__Objective__:
From the line containing "Target: riverbank" to the end of the listing, write out every line exactly; leave out everything else.
··· Given records ···
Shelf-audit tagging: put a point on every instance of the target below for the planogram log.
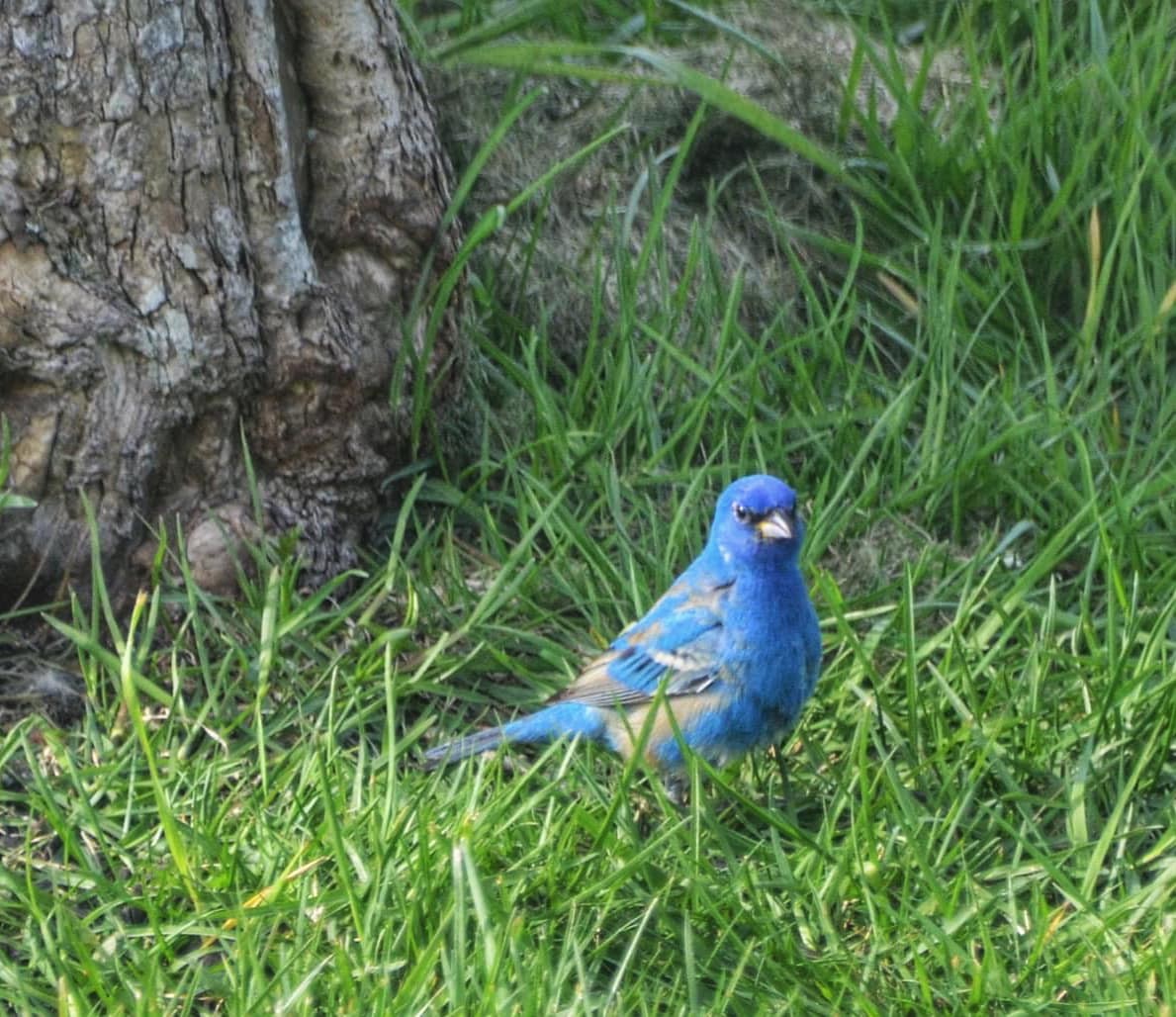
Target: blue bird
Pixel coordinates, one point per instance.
(732, 649)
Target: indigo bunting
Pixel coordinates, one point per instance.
(732, 649)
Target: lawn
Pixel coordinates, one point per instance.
(970, 380)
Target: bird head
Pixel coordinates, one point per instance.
(757, 519)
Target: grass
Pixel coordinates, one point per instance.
(975, 398)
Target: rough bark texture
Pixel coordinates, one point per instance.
(213, 218)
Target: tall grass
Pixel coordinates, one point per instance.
(977, 811)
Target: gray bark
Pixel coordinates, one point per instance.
(213, 219)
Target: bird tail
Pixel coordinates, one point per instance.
(559, 721)
(461, 748)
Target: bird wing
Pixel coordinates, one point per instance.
(676, 643)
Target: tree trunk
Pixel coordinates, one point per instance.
(213, 220)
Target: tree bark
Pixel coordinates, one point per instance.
(213, 220)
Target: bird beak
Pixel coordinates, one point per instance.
(776, 525)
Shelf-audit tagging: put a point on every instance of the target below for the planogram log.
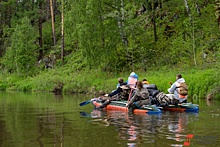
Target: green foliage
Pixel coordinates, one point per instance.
(20, 55)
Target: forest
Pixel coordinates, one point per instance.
(76, 45)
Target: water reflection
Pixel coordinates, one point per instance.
(143, 128)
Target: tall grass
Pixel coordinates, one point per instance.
(200, 82)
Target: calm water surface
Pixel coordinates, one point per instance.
(47, 120)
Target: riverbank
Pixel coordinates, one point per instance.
(201, 82)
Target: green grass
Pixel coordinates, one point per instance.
(200, 81)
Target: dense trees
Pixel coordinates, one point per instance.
(112, 35)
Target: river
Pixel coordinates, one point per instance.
(45, 119)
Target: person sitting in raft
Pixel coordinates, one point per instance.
(119, 89)
(140, 98)
(123, 95)
(145, 83)
(179, 89)
(132, 80)
(161, 99)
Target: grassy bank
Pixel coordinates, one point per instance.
(200, 81)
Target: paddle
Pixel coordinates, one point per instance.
(86, 102)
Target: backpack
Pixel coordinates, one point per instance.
(183, 89)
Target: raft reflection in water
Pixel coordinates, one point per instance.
(168, 127)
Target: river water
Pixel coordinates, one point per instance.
(44, 119)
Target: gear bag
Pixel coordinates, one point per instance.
(183, 89)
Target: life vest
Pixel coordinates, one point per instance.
(182, 90)
(132, 81)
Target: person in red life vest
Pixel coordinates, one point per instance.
(179, 89)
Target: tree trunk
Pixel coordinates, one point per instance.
(40, 33)
(154, 24)
(62, 32)
(52, 22)
(188, 10)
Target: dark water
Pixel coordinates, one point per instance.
(47, 120)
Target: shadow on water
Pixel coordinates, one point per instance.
···
__Solution for this exercise__:
Target: riverbank
Pixel coordinates, one point per instance.
(201, 82)
Target: green grass
Pixel coordinates, one point per instance.
(200, 81)
Target: dense trees
Pixel coordinates, one point per instance.
(112, 35)
Target: river
Pixel coordinates, one point per instance.
(45, 119)
Target: person sitting in raft
Pixel coordinates, one point per instance.
(119, 89)
(140, 98)
(123, 95)
(145, 83)
(179, 89)
(132, 80)
(161, 99)
Target: grassy bank
Pixel coordinates, one point per instance.
(200, 81)
Target: paddle
Pixel coordinates, one point per instance.
(86, 102)
Target: backpack
Pixel coordinates, one point per instance.
(183, 89)
Target: raft reflection in water
Pixel coordinates, one point per instance.
(168, 127)
Target: river water
Pixel coordinates, one point per instance.
(44, 119)
Target: gear bag
Pixel coordinates, one point per instance.
(183, 89)
Target: life vest
Pixel coordinates, one point per instance.
(182, 90)
(132, 81)
Target: person in red life vest
Pixel coordinates, one point per instance.
(179, 89)
Target: tree trunk
Pixel coordinates, one point per instance.
(40, 33)
(154, 24)
(62, 32)
(52, 22)
(188, 10)
Target: dark water
Pixel coordinates, one point per instance.
(47, 120)
Target: shadow on water
Pixel coordinates, one point per instance.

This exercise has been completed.